▸ **Your goal**: Retype each line below without a single alteration.

Point-per-instance localization data
_ _ _ _
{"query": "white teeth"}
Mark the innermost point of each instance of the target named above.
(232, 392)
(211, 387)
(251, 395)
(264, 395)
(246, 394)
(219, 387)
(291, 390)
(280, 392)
_ _ _ _
▸ **Answer box**:
{"query": "white teeth"}
Mark the innermost point of each instance of the target named above.
(232, 392)
(211, 387)
(251, 395)
(264, 395)
(246, 394)
(219, 387)
(291, 390)
(280, 392)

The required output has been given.